Page text:
--- --- ---
According to the IEC, from 1995 to 2005, Israel's aggregate demand for electricity grew at an average rate of more than 5 percent. The IEC has estimated that growing power demand will require an increase in production capacity to nearly 15 Gigawatt (GW) by 2010. To meet this increased demand, IEC is aiming to raise $1.2-$1.3 billion a year in financing for generation, transmission, and distribution systems.

The IEC is converting its coal and oil-fired generators to natural gas, and plans to generate 50 percent of its electricity from gas by 2010. Natural gas will serve at least three goals: diversity in energy sources; benefits to the environment; and reductions in IEC's electric generation costs. In February 2004, IEC's Eshkol (Ashdod) plant was the first to convert from fuel oil to natural gas. In July 2006, the 450-MW Reading power plant in Tel Aviv switched over to partial production from natural gas (50 percent coal, 50 percent natural gas). Also in February 2004, IEC received a $380 million loan to build gas-fired power plants near Tel Aviv and Haifa, plus natural gas turbines for plants near Ashdod and Afula. IEC is also constructing a $2 billion combined-cycle plant that will be operational in 2007.
--- --- ---
Written tasks:
A. Translate this sentence from the passage on Israel's electricity supply into Spanish: "Natural gas will serve at least three goals: diversity in energy sources; benefits to the environment; and reductions in IEC's electric generation costs."
B. Using the passage on Israel's electricity supply, answer each question briefly:
(i) At what average rate did Israel's aggregate demand for electricity grow from 1995 to 2005?
(ii) Which IEC plant was the first to convert from fuel oil to natural gas?
(iii) How much was the loan IEC received in February 2004?
C. Extend the passage on Israel's electricity supply with a few sentences that pick up right after its final sentence.
--- --- ---
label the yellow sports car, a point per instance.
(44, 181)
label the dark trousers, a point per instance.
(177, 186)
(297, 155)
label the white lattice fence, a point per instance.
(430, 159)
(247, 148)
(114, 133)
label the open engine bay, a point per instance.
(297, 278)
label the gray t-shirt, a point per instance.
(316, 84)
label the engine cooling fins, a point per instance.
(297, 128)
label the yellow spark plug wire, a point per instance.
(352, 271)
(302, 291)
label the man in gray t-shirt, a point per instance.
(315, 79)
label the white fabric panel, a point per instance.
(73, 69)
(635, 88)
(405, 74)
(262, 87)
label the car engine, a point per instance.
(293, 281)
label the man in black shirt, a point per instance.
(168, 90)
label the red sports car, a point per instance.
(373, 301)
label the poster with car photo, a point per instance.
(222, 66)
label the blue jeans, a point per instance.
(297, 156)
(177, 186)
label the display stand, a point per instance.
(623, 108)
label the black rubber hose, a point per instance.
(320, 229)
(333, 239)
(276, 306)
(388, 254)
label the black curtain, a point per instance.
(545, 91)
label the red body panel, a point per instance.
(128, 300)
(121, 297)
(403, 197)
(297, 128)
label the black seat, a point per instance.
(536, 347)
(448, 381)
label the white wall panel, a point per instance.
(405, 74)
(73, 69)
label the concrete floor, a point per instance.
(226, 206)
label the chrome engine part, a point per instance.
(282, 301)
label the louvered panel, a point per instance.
--- --- ---
Written answers:
A. El gas natural cumplirá al menos tres objetivos: diversidad en las fuentes de energía; beneficios para el medio ambiente; y reducciones en los costos de generación eléctrica de la IEC.

B.
(i) More than 5 percent.
(ii) The Eshkol (Ashdod) plant.
(iii) $380 million.

C.
In July 2006, construction began on the country’s first solar power facility, a 100-MW plant at Ashalim in the Negev desert. The plant, which is being built by Israel’s Solel Solar Systems Ltd, will have an initial capacity of 100 MW but is expected to supply 500 MW after several stages of expansion. The plant is expected to become operational in 2008.

The IEC currently operates four coal power plants at Hadera and Ashkelon. The four plants have a combined capacity of 4,850 megawatts. In December 2002, the Israeli government granted final approval for construction of the country's fifth coal-fired plant at Ashkelon at a cost of $1.3 billion. The 1,100-MW plant will consume around 3 million tons of coal per year. In March 2005, however, it was announced that the construction is three to four years behind schedule. The plant is not expected to begin supplying electricity until 2012.

At the present time, Israel has no nuclear power plants, although the country operates a reactor at Dimona, in the Negev Desert 25 miles west of the Jordanian border, as well as a smaller research facility at Nahal Sorek south of Tel Aviv. In December 2002, Israel's Infrastructure Ministry announced that it was proceeding with plans to study construction of a 1,200-MW nuclear plant at Shivta, in the Negev Desert near the border with Egypt. The Ministry has set 2020 as a target date for the plant.

Deregulation
Privatization of the power sector has been a government objective since 1996 amidst reports of operational inefficiencies and financial difficulties (IEC’s credit rating was downgraded in 2003). However, reform plans have been delayed for ten years due to disagreements among several government ministries, IEC leadership and union officials. In June 2006, widespread power outages that crippled the country for days brought renewed attention to the issue.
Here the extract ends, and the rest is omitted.